Give back the lines of the records exactly, starting at the first and ending at the one with "target: overcast sky".
-- Information supplied follows --
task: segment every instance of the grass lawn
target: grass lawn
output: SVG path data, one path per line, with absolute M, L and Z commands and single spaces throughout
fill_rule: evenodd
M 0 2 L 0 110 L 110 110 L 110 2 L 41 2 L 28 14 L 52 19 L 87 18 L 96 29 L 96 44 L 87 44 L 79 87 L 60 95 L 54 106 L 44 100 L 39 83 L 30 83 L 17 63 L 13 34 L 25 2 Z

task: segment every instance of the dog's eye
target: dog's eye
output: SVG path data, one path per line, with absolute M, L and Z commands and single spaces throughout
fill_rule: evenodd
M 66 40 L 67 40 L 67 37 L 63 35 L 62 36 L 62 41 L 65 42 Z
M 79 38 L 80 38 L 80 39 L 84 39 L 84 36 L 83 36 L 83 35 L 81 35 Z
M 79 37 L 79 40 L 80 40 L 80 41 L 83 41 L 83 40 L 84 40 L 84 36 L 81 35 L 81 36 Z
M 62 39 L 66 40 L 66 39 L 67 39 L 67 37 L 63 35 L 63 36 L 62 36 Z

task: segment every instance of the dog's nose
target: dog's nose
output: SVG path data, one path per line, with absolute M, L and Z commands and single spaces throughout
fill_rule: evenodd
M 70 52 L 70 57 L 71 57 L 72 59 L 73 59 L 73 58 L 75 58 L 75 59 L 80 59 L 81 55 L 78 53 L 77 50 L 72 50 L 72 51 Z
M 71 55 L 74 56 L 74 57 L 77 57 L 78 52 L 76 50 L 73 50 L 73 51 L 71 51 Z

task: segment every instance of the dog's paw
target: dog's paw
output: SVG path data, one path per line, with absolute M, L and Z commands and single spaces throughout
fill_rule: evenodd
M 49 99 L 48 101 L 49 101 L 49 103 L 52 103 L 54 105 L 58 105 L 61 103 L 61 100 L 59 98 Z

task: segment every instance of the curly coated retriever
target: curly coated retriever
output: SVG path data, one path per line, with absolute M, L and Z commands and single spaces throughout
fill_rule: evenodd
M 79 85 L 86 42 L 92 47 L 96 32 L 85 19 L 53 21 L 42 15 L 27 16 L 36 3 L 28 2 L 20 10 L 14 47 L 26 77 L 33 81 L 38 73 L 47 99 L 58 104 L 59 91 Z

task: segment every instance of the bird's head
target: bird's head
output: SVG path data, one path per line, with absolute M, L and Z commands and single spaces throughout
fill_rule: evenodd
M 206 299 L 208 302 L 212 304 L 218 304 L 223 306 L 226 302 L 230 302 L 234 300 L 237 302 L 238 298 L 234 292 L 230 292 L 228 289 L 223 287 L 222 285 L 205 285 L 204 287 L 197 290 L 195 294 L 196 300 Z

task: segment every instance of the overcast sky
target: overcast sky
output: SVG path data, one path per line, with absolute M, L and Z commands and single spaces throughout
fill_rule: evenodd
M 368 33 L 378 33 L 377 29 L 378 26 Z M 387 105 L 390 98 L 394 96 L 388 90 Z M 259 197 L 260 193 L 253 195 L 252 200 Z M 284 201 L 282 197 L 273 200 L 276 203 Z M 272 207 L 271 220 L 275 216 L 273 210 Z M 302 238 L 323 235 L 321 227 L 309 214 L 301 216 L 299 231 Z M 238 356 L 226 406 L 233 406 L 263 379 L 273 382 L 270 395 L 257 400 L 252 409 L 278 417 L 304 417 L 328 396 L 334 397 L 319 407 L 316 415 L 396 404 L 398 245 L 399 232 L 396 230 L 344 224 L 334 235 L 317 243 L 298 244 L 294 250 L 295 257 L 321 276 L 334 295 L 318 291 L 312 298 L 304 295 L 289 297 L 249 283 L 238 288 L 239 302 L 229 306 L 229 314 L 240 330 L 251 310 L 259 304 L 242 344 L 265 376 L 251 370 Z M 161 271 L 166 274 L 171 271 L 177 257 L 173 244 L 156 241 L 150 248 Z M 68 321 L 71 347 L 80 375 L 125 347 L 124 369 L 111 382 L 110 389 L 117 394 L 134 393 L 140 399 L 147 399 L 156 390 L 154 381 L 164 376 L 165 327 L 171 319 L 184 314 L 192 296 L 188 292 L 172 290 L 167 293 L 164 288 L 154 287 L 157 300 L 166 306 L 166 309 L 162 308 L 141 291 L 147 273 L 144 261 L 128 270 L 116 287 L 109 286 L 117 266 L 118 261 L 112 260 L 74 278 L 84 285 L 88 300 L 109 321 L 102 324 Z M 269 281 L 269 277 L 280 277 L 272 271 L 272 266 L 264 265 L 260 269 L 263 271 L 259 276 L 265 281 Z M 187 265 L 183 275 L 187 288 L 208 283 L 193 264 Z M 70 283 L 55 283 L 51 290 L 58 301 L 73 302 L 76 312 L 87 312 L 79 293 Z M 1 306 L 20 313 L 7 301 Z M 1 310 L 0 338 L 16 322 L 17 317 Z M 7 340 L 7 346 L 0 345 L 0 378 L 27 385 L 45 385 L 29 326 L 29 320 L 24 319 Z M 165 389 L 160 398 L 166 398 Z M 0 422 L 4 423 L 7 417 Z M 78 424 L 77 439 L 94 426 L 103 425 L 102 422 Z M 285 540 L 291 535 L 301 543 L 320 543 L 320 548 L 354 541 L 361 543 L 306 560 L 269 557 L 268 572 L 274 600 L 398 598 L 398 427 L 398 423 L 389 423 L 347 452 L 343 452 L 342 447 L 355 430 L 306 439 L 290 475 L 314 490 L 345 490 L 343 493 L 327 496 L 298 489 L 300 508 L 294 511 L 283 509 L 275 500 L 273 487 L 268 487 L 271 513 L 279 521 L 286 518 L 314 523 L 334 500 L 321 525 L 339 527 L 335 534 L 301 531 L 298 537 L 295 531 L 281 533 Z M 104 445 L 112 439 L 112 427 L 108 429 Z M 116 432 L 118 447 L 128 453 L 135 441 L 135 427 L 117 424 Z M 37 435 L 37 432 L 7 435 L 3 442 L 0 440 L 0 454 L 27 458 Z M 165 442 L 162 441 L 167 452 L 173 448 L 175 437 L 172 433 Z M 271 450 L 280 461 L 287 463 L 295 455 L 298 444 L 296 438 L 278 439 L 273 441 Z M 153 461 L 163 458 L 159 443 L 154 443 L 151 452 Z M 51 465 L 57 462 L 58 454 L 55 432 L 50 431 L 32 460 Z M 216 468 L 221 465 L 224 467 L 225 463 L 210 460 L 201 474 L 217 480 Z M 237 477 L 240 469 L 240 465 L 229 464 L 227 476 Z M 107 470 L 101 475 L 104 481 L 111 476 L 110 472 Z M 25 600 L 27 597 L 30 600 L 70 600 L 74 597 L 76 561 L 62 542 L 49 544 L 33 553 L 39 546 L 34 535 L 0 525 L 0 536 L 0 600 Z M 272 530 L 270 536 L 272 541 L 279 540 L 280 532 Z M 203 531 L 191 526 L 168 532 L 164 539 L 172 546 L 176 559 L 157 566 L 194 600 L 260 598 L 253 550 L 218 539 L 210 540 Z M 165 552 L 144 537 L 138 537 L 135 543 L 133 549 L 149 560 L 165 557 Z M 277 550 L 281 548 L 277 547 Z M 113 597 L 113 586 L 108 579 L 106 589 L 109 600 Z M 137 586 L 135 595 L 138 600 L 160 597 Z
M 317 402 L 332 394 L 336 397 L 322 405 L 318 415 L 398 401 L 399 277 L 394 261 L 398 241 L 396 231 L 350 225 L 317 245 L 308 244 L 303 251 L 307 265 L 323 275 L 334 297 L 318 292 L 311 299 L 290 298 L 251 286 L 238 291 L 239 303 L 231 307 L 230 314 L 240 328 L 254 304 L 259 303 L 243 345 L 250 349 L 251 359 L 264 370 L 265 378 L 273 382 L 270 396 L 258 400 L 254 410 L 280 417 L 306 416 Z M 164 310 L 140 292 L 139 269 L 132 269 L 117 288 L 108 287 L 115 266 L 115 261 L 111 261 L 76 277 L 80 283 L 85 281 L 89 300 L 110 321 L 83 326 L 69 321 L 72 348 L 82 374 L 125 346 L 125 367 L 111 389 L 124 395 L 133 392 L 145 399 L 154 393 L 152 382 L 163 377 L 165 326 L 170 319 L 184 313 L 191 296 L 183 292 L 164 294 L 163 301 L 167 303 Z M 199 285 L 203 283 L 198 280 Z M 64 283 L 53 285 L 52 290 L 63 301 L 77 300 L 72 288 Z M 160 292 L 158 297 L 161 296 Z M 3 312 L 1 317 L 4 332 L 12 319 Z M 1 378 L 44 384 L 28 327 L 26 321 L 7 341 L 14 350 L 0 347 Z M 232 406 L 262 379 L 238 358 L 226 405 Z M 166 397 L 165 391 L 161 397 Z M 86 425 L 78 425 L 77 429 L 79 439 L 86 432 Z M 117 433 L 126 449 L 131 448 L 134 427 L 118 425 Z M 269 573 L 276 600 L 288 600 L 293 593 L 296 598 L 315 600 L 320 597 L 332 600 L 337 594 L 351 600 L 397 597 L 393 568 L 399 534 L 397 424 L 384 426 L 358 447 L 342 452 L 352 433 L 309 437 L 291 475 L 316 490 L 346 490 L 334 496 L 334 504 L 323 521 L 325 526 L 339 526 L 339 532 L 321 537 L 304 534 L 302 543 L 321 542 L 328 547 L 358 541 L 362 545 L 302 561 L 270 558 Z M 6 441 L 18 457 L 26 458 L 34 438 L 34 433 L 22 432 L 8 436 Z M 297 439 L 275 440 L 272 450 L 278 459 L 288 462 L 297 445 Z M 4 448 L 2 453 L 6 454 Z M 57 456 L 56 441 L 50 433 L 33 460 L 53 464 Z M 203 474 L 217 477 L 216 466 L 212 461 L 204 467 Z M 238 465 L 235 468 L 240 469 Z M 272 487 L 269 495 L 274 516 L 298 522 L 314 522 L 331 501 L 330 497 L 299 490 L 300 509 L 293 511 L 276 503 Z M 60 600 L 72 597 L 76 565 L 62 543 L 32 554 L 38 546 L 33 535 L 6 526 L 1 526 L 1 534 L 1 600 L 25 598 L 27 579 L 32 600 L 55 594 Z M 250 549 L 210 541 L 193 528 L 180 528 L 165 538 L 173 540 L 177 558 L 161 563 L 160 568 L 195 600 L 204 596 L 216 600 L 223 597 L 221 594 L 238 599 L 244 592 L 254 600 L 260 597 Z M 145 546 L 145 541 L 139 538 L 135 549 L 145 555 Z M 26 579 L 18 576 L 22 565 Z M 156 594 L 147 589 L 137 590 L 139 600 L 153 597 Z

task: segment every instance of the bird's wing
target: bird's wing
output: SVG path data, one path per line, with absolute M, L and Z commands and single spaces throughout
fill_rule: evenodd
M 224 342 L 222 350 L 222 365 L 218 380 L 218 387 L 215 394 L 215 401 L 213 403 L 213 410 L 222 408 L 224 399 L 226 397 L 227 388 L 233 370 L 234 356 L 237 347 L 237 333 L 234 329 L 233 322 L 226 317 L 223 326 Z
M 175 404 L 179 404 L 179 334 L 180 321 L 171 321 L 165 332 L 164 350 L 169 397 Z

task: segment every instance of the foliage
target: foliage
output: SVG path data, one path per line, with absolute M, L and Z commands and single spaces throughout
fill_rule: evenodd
-- Information supplied concluded --
Task solution >>
task: segment every instance of the grass lawn
target: grass lawn
output: SVG path data, one path per line, with absolute M, L and Z commands and single spaces throughout
fill_rule: evenodd
M 0 2 L 0 110 L 110 110 L 110 2 L 41 2 L 28 14 L 52 19 L 87 18 L 96 29 L 96 44 L 87 44 L 79 87 L 60 95 L 54 106 L 44 100 L 39 83 L 30 83 L 17 63 L 13 34 L 25 2 Z

task: segment every instance of the dog's eye
target: dog's eye
output: SVG path data, one path per line, with absolute M, L and Z commands and single spaces throughout
fill_rule: evenodd
M 66 40 L 67 40 L 67 37 L 63 35 L 62 36 L 62 41 L 65 42 Z
M 79 38 L 80 38 L 80 39 L 84 39 L 84 36 L 83 36 L 83 35 L 81 35 Z
M 79 37 L 79 40 L 80 40 L 80 41 L 83 41 L 83 40 L 84 40 L 84 36 L 81 35 L 81 36 Z
M 62 39 L 66 40 L 66 39 L 67 39 L 67 37 L 63 35 L 63 36 L 62 36 Z

task: segment every instance of the dog's nose
target: dog's nose
output: SVG path data, one path per line, with absolute M, L and Z commands and single spaces throughout
fill_rule: evenodd
M 70 52 L 70 57 L 71 57 L 72 59 L 73 59 L 73 58 L 75 58 L 75 59 L 80 59 L 81 55 L 78 53 L 77 50 L 72 50 L 72 51 Z
M 71 55 L 74 56 L 74 57 L 77 57 L 78 52 L 76 50 L 73 50 L 73 51 L 71 51 Z

task: segment every instance of the dog's paw
target: dog's paw
output: SVG path data, one path per line, with absolute M, L and Z commands and single spaces throughout
fill_rule: evenodd
M 49 99 L 48 101 L 49 101 L 49 103 L 52 103 L 54 105 L 58 105 L 61 103 L 61 100 L 59 98 Z

task: segment every instance of the curly coated retriever
target: curly coated retriever
output: SVG path data, one path per line, with absolute M, L and Z commands and single spaces throughout
fill_rule: evenodd
M 79 85 L 86 42 L 92 47 L 96 32 L 85 19 L 53 21 L 42 15 L 27 16 L 36 3 L 28 2 L 20 10 L 14 47 L 26 77 L 33 81 L 38 73 L 47 99 L 58 104 L 59 91 Z

task: segment every instance of the bird's head
target: bird's head
output: SVG path data, one path per line, with absolute M, L and Z commands and single spaces throughout
fill_rule: evenodd
M 206 299 L 208 302 L 212 304 L 218 304 L 223 306 L 226 302 L 230 302 L 234 300 L 237 302 L 238 298 L 234 292 L 230 292 L 228 289 L 223 287 L 222 285 L 205 285 L 204 287 L 197 290 L 195 294 L 196 300 Z

task: segment every instance of the overcast sky
target: overcast sky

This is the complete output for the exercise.